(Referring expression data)
Start of Block
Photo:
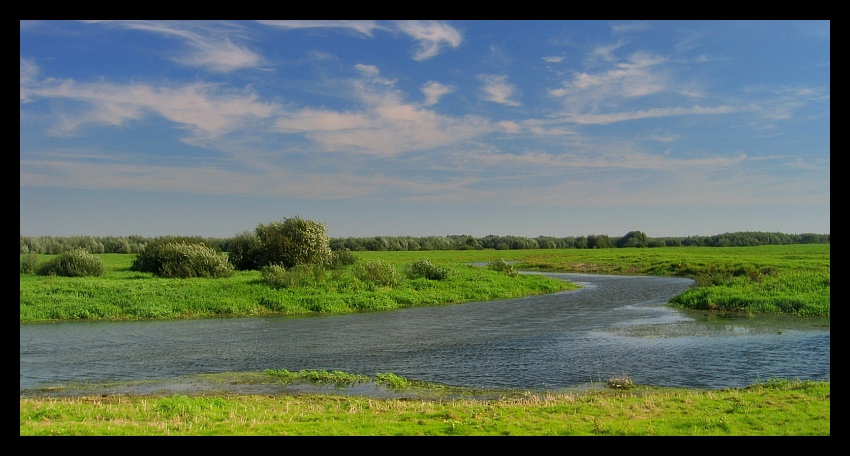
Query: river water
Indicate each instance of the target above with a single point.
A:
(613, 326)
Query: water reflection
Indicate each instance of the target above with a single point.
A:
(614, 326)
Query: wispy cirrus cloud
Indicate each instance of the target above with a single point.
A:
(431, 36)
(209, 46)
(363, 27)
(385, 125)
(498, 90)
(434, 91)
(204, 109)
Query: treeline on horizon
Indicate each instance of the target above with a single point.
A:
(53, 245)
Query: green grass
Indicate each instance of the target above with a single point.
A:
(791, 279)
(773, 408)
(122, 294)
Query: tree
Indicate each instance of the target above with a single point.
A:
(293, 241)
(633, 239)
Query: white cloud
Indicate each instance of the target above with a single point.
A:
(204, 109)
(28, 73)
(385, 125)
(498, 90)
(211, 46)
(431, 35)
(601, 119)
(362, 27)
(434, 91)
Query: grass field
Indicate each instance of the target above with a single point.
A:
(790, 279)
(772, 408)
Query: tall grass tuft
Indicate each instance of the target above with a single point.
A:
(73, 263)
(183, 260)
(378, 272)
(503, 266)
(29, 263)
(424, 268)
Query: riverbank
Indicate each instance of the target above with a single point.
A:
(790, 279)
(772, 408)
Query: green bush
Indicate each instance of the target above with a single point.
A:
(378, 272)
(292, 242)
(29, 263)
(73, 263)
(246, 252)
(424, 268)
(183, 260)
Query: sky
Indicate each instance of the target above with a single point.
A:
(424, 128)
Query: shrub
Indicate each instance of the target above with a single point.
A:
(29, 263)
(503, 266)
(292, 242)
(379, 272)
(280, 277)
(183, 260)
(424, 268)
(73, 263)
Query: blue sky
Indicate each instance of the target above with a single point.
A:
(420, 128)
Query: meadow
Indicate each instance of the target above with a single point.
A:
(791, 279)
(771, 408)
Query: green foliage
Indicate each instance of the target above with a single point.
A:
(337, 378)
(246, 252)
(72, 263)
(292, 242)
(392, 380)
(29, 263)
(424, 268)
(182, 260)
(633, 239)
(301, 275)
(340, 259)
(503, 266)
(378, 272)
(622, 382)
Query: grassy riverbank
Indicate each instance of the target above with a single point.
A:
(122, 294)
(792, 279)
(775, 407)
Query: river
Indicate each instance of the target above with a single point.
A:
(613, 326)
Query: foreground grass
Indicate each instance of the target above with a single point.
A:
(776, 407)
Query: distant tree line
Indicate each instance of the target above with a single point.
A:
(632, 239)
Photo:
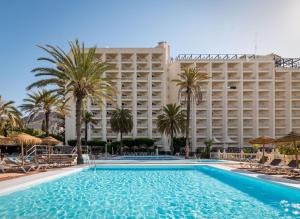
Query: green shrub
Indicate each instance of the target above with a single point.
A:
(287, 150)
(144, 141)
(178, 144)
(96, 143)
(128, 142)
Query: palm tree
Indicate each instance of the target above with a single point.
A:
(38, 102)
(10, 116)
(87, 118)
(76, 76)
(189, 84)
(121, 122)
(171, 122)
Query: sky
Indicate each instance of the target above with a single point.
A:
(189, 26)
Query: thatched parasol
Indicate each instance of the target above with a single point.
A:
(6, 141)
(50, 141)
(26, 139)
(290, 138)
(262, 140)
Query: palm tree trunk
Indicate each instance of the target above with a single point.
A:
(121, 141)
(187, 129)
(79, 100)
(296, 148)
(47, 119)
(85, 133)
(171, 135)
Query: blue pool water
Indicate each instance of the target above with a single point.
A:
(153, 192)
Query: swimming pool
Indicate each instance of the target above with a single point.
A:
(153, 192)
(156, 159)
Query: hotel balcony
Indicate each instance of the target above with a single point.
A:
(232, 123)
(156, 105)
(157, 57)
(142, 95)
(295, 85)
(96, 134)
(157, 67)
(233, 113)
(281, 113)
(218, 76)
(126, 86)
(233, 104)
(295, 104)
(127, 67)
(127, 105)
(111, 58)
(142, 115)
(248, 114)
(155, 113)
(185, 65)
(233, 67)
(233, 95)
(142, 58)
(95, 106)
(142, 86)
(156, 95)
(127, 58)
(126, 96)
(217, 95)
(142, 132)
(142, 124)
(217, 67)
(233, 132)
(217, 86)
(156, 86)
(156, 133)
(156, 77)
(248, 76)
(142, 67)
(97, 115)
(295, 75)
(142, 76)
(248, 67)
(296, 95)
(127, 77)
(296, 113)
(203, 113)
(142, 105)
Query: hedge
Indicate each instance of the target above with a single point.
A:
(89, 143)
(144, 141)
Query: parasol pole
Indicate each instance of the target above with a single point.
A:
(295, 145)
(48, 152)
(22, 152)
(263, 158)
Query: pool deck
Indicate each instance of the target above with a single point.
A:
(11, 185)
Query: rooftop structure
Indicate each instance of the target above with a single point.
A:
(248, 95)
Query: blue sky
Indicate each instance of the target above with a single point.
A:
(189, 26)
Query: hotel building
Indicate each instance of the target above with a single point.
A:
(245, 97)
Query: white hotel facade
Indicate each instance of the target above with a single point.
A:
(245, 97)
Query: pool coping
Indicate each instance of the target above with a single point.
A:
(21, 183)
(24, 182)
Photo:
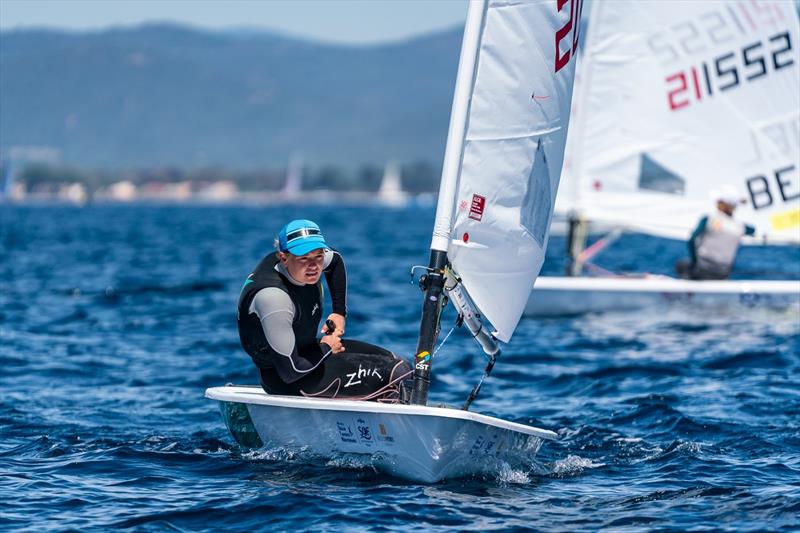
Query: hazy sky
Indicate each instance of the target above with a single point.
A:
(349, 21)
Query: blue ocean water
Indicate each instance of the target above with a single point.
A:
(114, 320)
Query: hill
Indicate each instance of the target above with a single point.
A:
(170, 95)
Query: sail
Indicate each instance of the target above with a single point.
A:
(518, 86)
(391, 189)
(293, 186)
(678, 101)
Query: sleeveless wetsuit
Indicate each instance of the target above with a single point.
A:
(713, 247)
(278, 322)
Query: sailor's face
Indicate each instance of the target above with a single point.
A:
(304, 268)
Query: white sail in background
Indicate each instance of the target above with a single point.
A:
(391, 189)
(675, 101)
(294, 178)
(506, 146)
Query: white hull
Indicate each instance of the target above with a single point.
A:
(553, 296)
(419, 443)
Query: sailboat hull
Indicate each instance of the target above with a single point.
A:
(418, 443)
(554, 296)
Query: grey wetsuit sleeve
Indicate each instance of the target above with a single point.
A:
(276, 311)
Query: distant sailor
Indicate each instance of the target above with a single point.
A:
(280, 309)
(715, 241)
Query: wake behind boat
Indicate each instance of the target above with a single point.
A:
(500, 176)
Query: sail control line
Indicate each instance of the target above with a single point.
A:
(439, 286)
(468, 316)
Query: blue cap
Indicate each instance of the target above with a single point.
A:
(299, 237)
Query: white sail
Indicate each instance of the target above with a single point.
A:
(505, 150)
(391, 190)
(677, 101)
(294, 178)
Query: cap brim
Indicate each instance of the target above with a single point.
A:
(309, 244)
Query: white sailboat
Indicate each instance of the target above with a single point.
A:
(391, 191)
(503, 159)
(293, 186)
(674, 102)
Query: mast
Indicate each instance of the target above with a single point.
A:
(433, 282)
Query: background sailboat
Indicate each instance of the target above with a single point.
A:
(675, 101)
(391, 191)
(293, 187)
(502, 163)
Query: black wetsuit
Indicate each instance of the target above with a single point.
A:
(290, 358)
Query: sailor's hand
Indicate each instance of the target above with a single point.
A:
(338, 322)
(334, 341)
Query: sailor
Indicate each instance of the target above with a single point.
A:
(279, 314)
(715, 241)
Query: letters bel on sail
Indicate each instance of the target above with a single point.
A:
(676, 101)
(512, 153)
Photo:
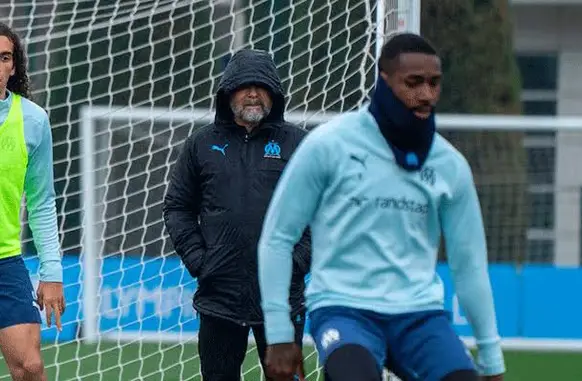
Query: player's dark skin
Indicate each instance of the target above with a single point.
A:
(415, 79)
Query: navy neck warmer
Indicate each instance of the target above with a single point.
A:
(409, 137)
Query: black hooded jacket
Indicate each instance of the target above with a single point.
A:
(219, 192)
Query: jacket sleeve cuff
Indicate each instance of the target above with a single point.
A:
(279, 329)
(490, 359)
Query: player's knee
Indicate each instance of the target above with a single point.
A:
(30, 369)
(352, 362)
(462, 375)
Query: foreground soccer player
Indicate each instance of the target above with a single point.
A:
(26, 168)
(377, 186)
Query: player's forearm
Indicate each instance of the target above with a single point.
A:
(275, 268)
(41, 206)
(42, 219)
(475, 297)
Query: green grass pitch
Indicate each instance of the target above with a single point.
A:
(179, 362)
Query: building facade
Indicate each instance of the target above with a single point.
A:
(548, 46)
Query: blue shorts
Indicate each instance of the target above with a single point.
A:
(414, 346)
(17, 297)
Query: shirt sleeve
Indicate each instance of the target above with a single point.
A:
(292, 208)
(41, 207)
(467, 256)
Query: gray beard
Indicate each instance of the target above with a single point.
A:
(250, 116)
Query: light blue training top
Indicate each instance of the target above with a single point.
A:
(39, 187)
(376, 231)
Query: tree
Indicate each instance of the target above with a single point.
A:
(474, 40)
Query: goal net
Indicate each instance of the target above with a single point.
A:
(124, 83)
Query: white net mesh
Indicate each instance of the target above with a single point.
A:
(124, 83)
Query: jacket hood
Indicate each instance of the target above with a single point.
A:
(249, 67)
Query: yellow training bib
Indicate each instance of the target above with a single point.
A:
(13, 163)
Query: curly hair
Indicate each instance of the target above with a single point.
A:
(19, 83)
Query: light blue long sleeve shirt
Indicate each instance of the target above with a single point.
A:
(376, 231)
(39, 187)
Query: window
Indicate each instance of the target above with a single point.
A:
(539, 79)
End of Block
Start of Block
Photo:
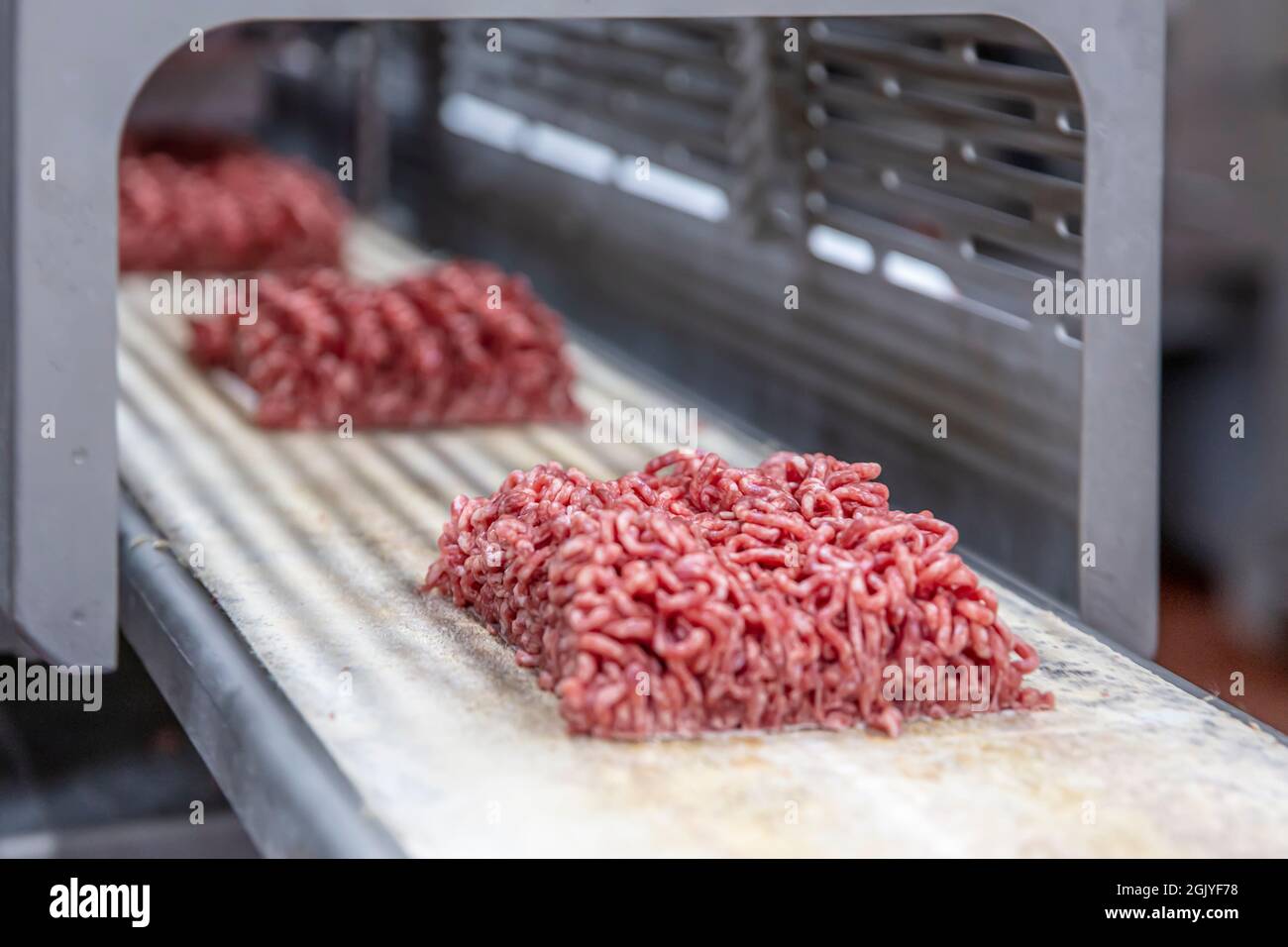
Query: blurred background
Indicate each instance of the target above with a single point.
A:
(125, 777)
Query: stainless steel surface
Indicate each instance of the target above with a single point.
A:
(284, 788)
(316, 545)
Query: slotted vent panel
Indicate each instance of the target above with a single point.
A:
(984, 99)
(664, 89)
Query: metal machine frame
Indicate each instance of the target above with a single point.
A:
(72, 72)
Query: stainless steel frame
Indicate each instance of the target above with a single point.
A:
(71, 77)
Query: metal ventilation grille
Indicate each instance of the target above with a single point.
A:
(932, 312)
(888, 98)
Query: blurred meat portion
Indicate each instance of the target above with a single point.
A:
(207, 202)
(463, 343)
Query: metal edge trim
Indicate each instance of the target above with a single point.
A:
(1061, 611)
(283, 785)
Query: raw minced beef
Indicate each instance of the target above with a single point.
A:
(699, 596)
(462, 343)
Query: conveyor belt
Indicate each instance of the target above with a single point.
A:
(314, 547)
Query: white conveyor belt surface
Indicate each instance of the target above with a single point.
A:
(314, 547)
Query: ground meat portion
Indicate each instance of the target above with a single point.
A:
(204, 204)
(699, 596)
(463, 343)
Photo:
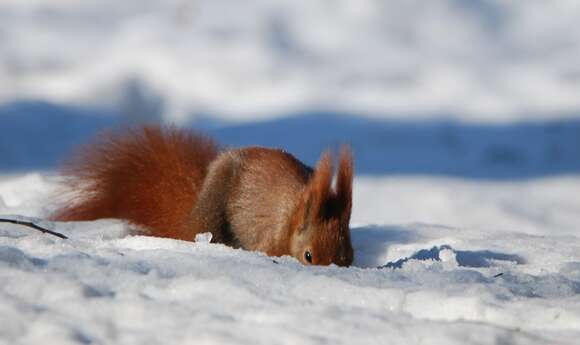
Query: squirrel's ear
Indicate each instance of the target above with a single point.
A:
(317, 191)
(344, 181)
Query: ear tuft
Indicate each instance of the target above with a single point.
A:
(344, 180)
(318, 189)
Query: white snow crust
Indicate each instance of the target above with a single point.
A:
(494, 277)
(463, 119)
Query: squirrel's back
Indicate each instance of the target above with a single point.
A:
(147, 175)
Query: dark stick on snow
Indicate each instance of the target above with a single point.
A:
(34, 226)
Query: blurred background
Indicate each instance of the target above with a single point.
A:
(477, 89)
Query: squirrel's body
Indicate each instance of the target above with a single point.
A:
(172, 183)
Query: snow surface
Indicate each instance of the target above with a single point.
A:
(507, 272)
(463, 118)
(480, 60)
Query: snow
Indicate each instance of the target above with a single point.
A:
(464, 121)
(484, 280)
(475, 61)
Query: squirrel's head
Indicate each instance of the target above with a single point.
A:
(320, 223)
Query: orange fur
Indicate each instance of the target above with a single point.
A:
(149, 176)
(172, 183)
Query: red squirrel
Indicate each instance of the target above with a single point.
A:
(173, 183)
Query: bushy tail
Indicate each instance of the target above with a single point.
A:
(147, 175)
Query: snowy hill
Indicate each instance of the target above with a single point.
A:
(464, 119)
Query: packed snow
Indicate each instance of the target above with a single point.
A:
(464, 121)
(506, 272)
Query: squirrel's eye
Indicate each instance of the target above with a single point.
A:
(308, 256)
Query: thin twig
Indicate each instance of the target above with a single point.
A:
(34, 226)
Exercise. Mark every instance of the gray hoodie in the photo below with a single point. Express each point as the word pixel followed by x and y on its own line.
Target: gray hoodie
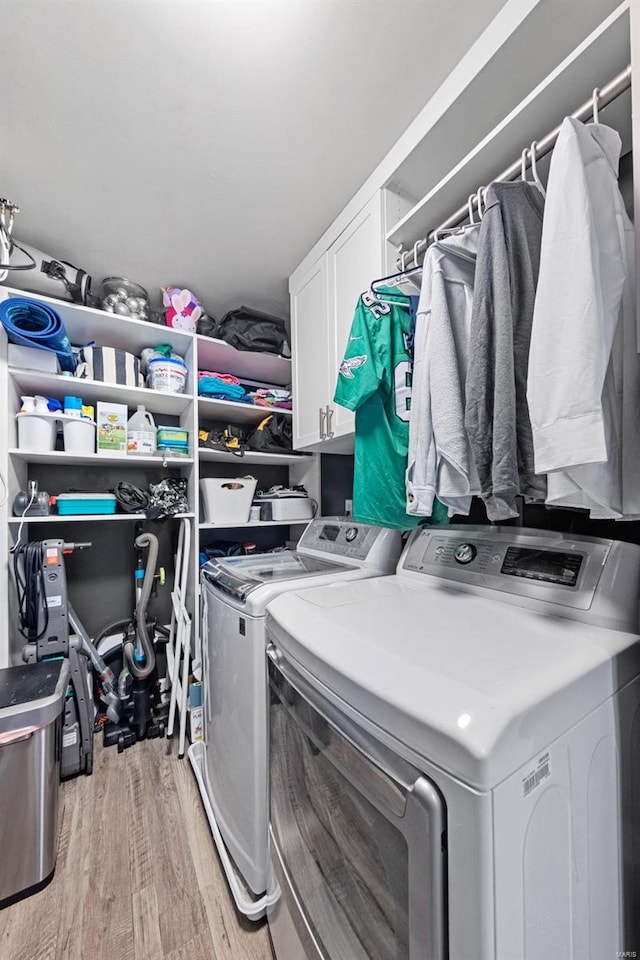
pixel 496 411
End of Block
DIRECTIONS: From the entries above, copy each line that holds "water".

ANSWER SECTION:
Query: river water
Query: water reflection
Query: blue pool water
Query: blue ocean water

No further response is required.